■ Required action 1
Answer these questions using the Buffalo demolition-by-neglect article.
(a) Which organization gives the description of Demolition by Neglect?
(b) Why is Demolition by Neglect becoming more common in Buffalo?
(c) Which historic district is 110 South Park Avenue in?
■ Required action 2
Revise the Buffalo demolition-by-neglect article from "The National Trust" to "and lawful manner.", putting "neighbors" in place of "preservationists".

■ Text shown
---+---

Buffalo’s “Demolition by Neglect” Problem and What We Can Do About It

The National Trust for Historic Preservation describes Demolition by Neglect as a situation in which a property owner intentionally allows a historic property to suffer severe deterioration, potentially beyond the point of repair. Some property owners use this type of long term neglect to purposefully create a dangerous enough situation that they are then able to circumvent existing preservation protections for the building, while other property owners may be agnostic to the demolition of the building but are simply waiting for a big pay day on the property. In either case, it creates a particularly frustrating situation for preservationists and community members alike as time and energy have to be spent trying to convince those with the means to do so to care for their properties in a responsible and lawful manner.
It is important to distinguish active Demolition by Neglect from abandoned properties, properties where owners have made good faith efforts to sell but were unsuccessful and then subsequently walked away from their responsibilities to the property, or from properties which, while currently vacant, are properly mothballed for a future use. While these cases have their own challenges, Demolition by Neglect is becoming an increasingly common issue in Buffalo as the real estate market has been heating up in recent years and more people are looking to profit off of this suddenly “hot” investment area.

Circumventing Preservation Law

Daryll Carr has owned 110 South Park Avenue in the heart of the Cobblestone Historic District for years and, despite a decade of housing court dates, mandated repair schedules, and threats of fines, has continued to allow his building to deteriorate to the point where bricks have come loose from the façade. His goal? Demolishing the modestly sized historic Mugridge Steam Bakery building for a wildly over-scaled proposed skyscraper or to sell this valuable Arena-adjacent land as a “shovel ready” site. Since the building is located in a local historic district and the Preservation Board won’t approve his demolition plans, his only hope is to create a situation so dangerous that a Judge or the Fire Marshall will order an Emergency Demolition of the property. The situation at the corner of Whitney Place and Carolina Street is similar – several offers have gone in on this unique and lovely property located in the heart of the West Village Historic District, even as the building suffers from severe roof and structural deterioration, but the owner won’t consider them and isn’t responding to numerous violations notices from the City’s Inspections department.

---+---

■ Extracted records
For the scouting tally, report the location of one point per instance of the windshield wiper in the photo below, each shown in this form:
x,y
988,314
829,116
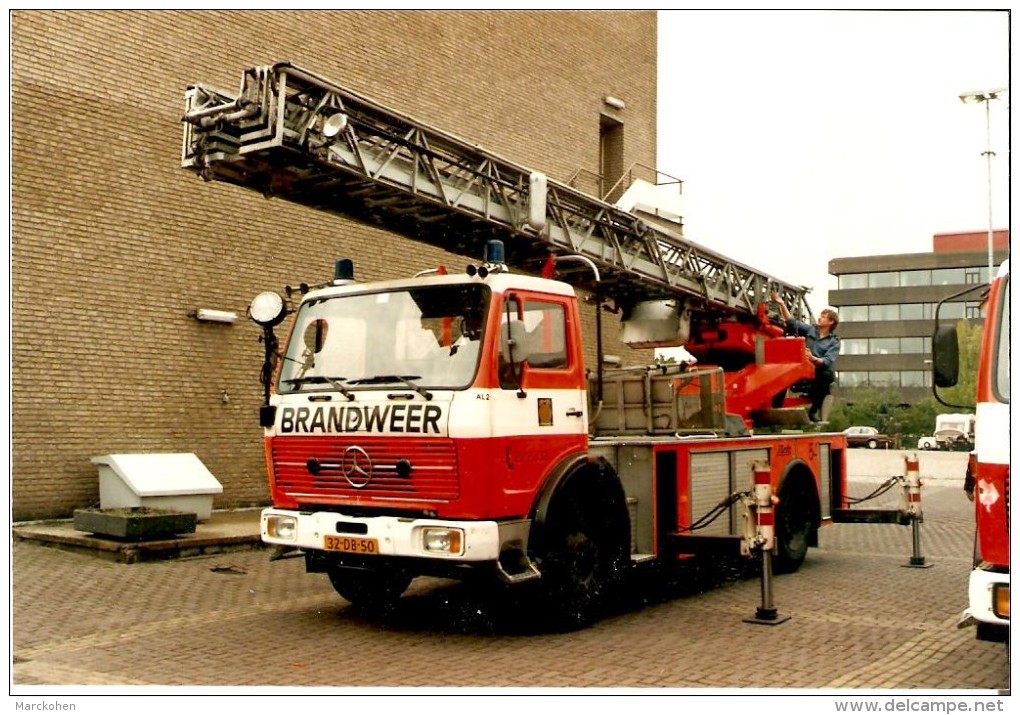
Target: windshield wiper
x,y
406,379
335,381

---+---

■ Exercise answer 1
(a) The National Trust for Historic Preservation.
(b) The real estate market has been heating up in recent years, and more people are looking to profit off of this suddenly "hot" investment area.
(c) The Cobblestone Historic District.

■ Exercise answer 2
The National Trust for Historic Preservation describes Demolition by Neglect as a situation in which a property owner intentionally allows a historic property to suffer severe deterioration, potentially beyond the point of repair. Some property owners use this type of long term neglect to purposefully create a dangerous enough situation that they are then able to circumvent existing preservation protections for the building, while other property owners may be agnostic to the demolition of the building but are simply waiting for a big pay day on the property. In either case, it creates a particularly frustrating situation for neighbors and community members alike as time and energy have to be spent trying to convince those with the means to do so to care for their properties in a responsible and lawful manner.